Point localization data:
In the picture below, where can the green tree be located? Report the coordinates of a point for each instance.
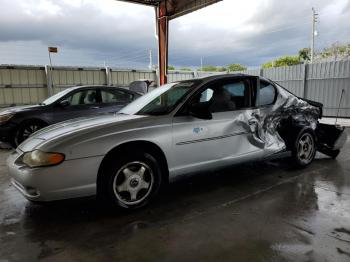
(305, 54)
(236, 67)
(336, 51)
(283, 61)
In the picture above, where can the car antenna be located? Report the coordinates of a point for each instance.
(341, 98)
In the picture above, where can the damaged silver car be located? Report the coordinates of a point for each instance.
(185, 127)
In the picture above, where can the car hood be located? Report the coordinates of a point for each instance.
(16, 109)
(80, 124)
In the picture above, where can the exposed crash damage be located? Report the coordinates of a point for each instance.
(275, 129)
(186, 127)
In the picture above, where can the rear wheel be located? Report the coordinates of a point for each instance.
(304, 150)
(26, 129)
(130, 182)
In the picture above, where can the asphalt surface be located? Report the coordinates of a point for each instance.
(256, 212)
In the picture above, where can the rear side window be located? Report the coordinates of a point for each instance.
(115, 96)
(267, 94)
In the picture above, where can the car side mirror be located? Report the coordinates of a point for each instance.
(64, 103)
(200, 110)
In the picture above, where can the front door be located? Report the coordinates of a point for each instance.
(226, 138)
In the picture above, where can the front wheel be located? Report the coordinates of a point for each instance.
(130, 182)
(304, 150)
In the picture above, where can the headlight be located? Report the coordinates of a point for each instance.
(6, 117)
(39, 158)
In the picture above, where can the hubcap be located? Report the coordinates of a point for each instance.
(306, 148)
(133, 183)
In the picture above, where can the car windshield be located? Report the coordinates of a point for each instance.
(160, 101)
(56, 97)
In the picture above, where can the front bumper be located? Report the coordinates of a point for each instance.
(70, 179)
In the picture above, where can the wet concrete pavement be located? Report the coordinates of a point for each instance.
(255, 212)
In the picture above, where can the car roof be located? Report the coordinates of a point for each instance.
(100, 86)
(206, 79)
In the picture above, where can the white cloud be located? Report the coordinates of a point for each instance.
(248, 32)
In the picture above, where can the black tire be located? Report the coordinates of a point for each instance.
(304, 148)
(116, 187)
(26, 129)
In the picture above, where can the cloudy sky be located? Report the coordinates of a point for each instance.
(90, 32)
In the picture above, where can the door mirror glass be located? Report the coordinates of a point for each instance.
(200, 110)
(64, 103)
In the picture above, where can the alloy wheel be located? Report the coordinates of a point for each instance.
(133, 183)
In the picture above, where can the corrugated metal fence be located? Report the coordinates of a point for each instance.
(321, 82)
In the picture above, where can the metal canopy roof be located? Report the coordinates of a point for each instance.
(176, 8)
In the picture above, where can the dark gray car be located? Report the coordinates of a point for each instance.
(18, 123)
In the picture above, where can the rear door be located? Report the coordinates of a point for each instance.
(81, 103)
(112, 100)
(223, 140)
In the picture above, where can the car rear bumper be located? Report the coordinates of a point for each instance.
(7, 131)
(71, 179)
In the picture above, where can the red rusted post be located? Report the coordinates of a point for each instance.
(163, 27)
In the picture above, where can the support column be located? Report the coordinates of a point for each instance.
(163, 28)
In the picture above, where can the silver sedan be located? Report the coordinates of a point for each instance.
(185, 127)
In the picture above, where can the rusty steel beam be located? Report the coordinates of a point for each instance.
(167, 10)
(163, 29)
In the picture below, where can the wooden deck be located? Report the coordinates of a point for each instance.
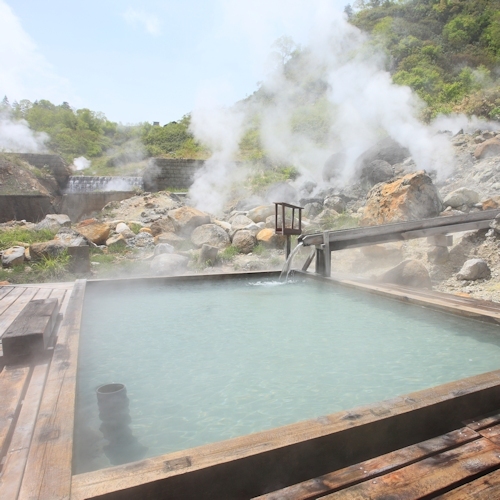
(30, 389)
(435, 443)
(463, 463)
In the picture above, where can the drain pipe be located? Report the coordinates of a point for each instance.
(122, 446)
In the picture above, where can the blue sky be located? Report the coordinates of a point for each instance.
(148, 60)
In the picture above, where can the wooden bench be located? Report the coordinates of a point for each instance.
(30, 332)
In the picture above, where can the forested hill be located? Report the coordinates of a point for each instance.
(448, 51)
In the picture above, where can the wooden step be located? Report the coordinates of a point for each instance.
(30, 332)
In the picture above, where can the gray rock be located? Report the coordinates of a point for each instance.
(208, 255)
(46, 249)
(70, 238)
(377, 171)
(141, 240)
(162, 248)
(239, 222)
(244, 241)
(13, 256)
(474, 269)
(334, 203)
(169, 264)
(210, 234)
(312, 209)
(54, 222)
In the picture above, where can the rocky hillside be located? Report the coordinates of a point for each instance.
(161, 234)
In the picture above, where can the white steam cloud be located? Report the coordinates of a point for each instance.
(17, 137)
(340, 79)
(81, 163)
(221, 130)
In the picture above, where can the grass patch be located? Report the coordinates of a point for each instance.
(228, 254)
(52, 268)
(18, 236)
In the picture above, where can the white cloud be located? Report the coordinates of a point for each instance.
(24, 71)
(149, 22)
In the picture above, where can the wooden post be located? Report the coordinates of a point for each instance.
(327, 255)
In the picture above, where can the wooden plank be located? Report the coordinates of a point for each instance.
(399, 227)
(484, 488)
(372, 468)
(307, 438)
(431, 476)
(483, 422)
(13, 468)
(12, 384)
(42, 293)
(30, 332)
(5, 290)
(48, 468)
(15, 308)
(9, 299)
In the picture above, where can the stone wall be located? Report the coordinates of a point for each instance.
(32, 208)
(54, 163)
(78, 206)
(165, 173)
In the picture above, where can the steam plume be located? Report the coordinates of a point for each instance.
(17, 137)
(340, 80)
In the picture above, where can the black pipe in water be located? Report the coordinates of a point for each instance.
(122, 446)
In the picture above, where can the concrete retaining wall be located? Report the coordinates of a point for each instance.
(25, 207)
(80, 205)
(165, 173)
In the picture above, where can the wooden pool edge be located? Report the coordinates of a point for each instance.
(48, 467)
(250, 465)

## Exercise details
Only the lines from the one containing "In the picture above, where can the wooden pool" through the last line above belong in your answer. Retype them exactly.

## Completed exercise
In the picture above, where can the wooden pool edge be located? Report the coordinates of a point for each instance.
(48, 467)
(250, 465)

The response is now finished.